Position annotation records:
......

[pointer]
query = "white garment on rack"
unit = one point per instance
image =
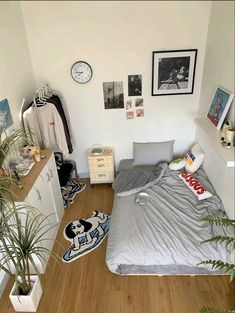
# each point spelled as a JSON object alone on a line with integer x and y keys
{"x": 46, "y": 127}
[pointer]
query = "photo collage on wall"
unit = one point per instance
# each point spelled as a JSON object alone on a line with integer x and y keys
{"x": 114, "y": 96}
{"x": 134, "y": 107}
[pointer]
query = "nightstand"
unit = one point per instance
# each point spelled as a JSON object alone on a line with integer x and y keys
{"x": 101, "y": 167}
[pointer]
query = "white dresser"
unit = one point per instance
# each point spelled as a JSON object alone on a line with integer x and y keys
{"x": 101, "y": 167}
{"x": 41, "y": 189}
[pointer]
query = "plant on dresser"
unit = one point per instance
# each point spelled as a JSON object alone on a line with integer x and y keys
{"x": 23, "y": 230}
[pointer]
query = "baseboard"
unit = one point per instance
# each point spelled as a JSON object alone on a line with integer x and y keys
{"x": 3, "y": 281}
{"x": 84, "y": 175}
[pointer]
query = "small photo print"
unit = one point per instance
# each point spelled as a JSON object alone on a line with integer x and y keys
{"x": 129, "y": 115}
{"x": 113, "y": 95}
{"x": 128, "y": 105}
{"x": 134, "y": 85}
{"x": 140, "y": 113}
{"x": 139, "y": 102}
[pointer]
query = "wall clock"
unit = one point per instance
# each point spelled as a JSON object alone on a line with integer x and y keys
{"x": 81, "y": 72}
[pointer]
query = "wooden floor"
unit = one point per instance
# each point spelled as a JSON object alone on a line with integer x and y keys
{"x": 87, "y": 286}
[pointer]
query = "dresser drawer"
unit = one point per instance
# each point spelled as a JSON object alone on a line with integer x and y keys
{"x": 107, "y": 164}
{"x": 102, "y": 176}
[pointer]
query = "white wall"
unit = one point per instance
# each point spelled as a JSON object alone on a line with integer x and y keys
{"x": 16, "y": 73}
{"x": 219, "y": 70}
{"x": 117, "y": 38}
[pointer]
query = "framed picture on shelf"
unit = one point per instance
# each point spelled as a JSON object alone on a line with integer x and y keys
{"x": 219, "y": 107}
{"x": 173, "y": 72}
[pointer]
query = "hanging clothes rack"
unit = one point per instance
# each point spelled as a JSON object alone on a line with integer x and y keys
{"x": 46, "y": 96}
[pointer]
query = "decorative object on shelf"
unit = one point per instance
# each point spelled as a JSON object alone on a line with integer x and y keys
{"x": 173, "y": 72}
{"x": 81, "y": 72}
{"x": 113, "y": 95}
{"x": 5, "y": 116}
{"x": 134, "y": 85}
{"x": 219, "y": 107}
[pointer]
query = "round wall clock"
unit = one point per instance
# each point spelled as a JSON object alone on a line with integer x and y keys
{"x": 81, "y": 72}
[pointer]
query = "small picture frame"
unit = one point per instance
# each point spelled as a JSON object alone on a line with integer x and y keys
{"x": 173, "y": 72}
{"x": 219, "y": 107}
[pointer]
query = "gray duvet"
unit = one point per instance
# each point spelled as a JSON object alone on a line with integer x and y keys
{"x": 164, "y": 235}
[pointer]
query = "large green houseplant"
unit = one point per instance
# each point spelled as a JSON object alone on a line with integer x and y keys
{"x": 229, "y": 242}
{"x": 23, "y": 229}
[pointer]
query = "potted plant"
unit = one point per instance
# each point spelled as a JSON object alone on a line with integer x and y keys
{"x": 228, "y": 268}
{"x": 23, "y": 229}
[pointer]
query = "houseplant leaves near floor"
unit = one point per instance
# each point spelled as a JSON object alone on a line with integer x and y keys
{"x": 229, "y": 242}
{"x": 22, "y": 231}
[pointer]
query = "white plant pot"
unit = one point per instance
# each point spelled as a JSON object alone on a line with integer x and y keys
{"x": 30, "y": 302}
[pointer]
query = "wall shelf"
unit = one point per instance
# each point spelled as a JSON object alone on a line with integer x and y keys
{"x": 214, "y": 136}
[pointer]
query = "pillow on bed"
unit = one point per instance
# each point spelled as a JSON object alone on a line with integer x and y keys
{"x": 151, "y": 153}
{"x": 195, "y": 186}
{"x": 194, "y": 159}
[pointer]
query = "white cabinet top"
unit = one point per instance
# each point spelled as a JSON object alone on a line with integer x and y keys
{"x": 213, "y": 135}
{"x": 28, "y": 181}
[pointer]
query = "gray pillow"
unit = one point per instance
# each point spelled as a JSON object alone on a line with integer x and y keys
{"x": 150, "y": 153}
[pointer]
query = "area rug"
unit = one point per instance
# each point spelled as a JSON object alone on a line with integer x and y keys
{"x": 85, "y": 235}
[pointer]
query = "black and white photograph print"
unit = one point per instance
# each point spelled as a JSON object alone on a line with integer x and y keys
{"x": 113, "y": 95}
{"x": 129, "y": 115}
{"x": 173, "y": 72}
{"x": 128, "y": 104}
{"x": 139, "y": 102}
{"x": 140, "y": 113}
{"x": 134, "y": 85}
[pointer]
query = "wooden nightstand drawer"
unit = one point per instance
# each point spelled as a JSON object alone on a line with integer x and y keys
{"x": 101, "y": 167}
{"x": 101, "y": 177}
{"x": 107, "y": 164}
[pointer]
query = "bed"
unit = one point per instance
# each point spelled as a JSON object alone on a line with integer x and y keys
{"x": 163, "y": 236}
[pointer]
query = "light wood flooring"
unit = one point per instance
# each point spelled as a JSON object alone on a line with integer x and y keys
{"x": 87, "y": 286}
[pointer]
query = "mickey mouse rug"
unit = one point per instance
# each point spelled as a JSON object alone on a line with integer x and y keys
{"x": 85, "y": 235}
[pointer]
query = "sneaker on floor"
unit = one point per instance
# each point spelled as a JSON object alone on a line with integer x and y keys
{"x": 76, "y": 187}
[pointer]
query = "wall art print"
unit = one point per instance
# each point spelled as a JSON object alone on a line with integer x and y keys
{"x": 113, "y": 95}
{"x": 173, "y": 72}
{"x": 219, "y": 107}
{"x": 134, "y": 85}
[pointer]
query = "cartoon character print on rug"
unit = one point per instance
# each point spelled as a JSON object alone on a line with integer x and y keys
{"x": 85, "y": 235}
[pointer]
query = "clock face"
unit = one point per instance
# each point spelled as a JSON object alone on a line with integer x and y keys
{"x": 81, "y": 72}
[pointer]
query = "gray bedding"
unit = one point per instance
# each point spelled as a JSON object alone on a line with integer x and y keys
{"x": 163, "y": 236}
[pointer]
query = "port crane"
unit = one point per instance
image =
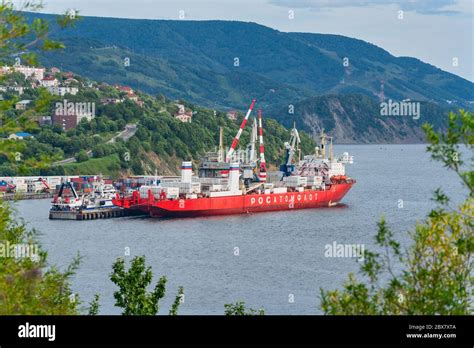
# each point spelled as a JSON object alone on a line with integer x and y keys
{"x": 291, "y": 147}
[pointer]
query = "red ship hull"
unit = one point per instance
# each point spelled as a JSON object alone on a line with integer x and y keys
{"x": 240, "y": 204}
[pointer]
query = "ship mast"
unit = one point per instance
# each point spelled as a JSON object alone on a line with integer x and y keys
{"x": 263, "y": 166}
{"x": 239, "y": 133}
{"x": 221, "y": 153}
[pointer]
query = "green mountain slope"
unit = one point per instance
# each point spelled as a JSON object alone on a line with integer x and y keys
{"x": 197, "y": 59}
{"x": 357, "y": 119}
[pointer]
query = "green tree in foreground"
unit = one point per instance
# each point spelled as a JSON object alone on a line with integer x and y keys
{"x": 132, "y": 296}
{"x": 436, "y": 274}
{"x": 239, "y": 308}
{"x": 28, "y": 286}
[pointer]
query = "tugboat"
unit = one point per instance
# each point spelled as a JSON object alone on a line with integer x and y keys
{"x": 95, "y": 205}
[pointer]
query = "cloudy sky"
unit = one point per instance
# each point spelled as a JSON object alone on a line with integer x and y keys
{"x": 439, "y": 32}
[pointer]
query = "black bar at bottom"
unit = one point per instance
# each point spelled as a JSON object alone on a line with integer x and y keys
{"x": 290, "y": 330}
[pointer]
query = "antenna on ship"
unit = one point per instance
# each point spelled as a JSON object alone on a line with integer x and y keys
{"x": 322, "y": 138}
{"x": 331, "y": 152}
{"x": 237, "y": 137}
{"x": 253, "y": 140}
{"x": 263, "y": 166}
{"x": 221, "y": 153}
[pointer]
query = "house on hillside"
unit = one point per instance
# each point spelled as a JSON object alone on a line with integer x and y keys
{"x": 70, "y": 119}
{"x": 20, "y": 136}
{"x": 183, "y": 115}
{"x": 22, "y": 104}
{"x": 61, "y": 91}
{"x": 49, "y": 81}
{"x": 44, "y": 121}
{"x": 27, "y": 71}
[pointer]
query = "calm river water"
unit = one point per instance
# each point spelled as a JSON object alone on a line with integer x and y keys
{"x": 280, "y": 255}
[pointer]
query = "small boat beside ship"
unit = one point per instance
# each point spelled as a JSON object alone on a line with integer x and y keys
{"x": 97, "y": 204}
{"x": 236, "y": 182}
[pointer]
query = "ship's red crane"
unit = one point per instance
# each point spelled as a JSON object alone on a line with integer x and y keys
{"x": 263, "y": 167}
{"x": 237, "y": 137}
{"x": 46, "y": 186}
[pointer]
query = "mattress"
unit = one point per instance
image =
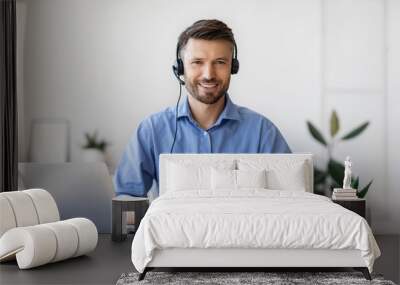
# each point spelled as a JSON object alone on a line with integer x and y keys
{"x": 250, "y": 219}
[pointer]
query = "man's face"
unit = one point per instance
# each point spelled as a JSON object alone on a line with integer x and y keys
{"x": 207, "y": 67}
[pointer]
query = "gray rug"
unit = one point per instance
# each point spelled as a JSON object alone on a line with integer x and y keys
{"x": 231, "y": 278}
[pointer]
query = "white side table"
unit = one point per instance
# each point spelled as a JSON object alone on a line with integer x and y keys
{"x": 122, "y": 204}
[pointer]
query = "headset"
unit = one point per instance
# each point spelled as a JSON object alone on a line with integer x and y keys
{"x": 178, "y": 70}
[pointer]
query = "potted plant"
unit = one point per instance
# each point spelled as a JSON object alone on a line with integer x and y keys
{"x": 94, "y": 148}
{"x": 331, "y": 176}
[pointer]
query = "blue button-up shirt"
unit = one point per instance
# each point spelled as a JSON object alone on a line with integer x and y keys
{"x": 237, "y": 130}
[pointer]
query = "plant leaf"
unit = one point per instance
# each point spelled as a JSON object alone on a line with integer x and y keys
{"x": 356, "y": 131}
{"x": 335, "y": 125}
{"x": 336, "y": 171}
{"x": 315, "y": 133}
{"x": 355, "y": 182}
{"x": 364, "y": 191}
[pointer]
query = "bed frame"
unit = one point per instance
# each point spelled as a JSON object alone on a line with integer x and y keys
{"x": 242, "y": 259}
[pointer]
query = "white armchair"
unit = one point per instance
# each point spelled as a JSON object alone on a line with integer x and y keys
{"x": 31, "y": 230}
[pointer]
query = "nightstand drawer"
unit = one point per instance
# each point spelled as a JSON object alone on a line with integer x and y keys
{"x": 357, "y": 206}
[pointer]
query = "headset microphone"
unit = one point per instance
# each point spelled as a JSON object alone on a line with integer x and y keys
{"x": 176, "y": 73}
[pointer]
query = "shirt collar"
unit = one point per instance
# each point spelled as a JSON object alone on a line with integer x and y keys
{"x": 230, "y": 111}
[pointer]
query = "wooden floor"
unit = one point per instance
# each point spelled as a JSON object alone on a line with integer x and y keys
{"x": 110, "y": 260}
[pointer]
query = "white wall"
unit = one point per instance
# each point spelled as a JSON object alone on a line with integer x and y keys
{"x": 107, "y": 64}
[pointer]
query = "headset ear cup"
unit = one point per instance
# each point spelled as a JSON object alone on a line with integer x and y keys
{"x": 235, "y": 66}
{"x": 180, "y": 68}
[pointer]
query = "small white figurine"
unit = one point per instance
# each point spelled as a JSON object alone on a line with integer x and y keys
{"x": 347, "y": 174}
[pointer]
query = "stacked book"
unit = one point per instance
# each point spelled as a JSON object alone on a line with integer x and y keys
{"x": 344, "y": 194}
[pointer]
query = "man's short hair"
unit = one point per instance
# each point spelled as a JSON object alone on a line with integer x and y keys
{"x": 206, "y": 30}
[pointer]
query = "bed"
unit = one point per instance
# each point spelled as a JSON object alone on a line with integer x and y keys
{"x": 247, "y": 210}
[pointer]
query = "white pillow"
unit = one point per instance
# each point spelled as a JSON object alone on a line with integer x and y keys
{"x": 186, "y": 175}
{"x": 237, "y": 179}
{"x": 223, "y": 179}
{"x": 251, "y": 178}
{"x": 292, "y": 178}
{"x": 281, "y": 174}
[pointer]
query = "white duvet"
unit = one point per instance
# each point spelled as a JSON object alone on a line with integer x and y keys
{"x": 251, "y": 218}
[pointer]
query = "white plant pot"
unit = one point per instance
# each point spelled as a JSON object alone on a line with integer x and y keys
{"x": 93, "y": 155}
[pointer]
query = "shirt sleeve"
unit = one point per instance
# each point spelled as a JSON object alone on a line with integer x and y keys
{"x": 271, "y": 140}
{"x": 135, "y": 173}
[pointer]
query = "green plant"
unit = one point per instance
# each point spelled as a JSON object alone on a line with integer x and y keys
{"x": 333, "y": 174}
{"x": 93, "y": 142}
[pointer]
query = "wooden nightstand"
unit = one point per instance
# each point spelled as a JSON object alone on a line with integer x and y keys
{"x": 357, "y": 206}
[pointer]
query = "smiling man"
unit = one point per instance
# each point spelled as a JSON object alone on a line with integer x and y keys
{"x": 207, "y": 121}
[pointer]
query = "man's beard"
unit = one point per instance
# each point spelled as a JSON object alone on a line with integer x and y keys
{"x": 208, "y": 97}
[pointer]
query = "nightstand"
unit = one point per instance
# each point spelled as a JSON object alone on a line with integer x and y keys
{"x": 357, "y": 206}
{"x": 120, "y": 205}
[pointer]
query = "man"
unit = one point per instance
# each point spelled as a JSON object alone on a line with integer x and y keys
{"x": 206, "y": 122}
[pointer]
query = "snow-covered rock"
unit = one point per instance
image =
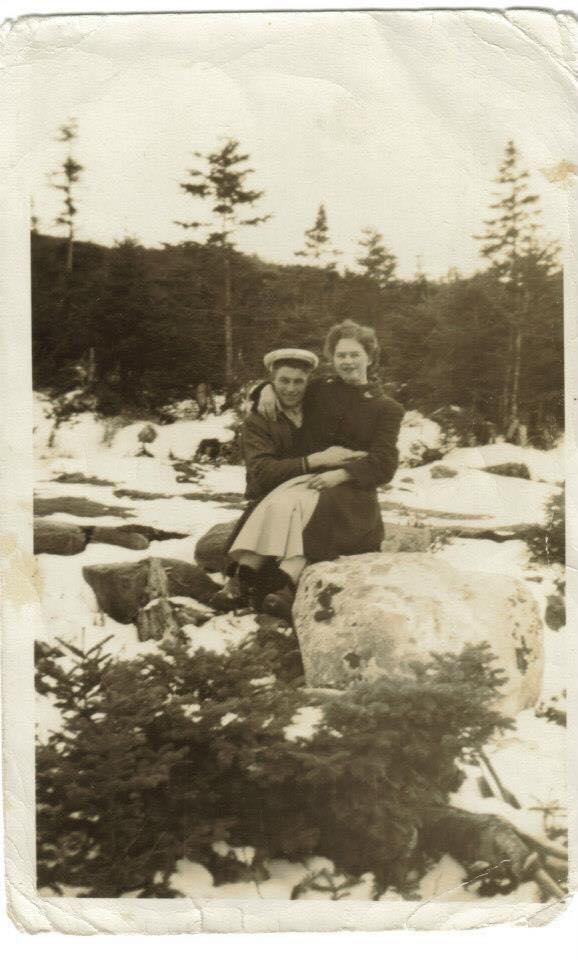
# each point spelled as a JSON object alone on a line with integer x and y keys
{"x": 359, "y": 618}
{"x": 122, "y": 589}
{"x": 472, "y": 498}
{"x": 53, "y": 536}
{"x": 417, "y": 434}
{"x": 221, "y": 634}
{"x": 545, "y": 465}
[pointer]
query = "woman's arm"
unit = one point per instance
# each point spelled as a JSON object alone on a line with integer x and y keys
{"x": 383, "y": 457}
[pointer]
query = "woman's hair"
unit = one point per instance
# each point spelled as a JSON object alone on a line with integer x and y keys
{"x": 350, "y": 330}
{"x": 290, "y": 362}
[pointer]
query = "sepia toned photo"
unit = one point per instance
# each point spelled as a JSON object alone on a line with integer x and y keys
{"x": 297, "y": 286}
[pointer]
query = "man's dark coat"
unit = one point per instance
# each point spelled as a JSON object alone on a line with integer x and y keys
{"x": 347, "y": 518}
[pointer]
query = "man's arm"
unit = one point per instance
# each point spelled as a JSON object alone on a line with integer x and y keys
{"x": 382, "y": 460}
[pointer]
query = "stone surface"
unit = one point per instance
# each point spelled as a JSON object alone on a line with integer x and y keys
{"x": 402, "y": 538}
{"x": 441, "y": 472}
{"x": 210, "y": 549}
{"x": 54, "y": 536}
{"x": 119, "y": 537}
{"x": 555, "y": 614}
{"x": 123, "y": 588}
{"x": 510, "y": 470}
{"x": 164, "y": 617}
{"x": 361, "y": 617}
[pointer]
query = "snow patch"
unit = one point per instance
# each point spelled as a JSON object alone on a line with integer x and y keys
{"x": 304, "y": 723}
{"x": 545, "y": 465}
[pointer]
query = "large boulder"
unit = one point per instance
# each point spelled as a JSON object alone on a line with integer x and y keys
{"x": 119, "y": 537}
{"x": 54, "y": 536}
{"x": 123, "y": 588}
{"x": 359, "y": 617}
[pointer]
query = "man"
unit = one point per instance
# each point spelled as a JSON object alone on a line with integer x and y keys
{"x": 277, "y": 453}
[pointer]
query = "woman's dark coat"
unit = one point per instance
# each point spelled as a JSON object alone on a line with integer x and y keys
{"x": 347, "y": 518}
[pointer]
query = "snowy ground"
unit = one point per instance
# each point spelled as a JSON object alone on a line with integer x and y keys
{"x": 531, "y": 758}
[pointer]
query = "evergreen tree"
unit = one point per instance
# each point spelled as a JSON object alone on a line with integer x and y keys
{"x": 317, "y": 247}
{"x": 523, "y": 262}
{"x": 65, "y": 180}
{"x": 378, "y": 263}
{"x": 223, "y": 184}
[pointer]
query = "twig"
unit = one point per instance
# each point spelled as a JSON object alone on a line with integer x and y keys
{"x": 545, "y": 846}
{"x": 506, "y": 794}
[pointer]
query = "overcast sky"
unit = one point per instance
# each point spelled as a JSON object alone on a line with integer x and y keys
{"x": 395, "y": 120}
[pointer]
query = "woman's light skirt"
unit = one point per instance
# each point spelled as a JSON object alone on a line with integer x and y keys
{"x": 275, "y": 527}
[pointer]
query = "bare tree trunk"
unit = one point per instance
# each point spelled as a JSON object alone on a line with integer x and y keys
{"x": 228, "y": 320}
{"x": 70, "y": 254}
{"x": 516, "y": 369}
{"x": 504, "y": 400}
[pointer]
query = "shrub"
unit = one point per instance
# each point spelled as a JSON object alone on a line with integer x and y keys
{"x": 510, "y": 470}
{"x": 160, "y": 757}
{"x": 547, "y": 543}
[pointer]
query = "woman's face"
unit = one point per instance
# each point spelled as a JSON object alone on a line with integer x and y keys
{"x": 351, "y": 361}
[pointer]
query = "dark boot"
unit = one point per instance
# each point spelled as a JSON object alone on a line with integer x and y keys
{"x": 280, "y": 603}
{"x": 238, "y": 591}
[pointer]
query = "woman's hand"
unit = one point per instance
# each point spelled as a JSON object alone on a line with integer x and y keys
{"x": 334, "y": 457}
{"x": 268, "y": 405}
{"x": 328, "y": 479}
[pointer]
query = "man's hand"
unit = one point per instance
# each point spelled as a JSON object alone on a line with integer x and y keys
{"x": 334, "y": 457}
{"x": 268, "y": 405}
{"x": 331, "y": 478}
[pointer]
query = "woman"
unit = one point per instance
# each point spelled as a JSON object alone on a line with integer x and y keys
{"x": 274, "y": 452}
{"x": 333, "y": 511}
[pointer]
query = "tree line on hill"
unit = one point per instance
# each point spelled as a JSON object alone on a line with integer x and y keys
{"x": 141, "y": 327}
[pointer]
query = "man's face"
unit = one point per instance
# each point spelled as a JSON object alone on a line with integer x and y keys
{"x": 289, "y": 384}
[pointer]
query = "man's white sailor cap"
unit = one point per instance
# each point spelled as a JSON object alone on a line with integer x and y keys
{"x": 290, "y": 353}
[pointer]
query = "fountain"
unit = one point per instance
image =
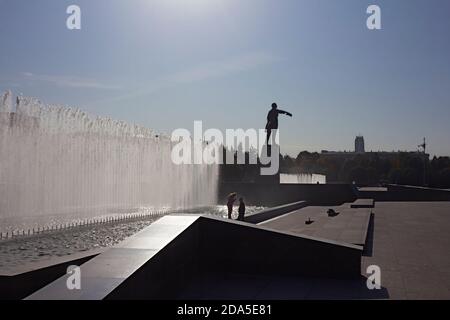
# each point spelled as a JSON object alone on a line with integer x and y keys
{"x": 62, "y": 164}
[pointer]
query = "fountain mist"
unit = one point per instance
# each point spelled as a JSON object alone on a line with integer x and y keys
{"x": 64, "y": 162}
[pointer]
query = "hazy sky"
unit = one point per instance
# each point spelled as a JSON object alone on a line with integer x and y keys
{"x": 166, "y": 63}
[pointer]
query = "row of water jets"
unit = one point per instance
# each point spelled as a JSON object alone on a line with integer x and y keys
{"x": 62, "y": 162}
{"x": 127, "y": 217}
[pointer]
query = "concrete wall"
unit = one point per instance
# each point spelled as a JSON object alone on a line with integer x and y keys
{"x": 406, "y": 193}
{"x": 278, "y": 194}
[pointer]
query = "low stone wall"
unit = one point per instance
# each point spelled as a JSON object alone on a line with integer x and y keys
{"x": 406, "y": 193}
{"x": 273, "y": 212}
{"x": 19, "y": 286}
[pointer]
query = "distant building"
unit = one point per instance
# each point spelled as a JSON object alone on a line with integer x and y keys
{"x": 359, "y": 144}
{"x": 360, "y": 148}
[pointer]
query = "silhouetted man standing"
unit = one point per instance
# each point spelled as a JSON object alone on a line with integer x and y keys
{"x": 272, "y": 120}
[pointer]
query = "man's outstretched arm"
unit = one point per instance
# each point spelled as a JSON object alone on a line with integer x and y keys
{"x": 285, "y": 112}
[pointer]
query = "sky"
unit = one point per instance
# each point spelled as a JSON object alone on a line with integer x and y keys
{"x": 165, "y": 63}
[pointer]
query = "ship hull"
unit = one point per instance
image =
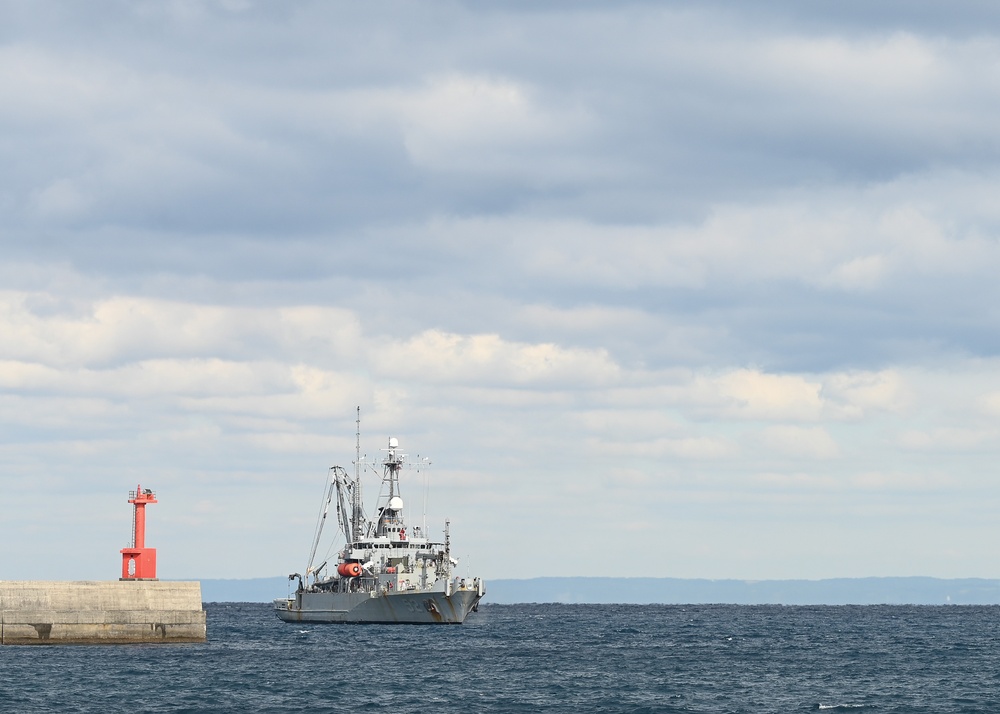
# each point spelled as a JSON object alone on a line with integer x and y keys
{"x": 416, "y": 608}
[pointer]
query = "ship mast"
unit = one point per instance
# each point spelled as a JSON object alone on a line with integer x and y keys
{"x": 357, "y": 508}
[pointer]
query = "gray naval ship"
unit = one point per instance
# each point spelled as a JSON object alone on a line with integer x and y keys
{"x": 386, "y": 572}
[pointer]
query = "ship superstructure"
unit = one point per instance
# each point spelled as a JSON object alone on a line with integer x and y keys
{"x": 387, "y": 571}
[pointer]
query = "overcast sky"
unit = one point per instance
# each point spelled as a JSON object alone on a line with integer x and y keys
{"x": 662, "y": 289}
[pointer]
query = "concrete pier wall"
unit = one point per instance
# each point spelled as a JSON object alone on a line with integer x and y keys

......

*TASK DESCRIPTION:* Show each line of the data above that contains the word "shelf". Match case exactly.

*TASK ANSWER:*
query = "framed picture on shelf"
query = "decorative object on shelf"
query = "wall shelf"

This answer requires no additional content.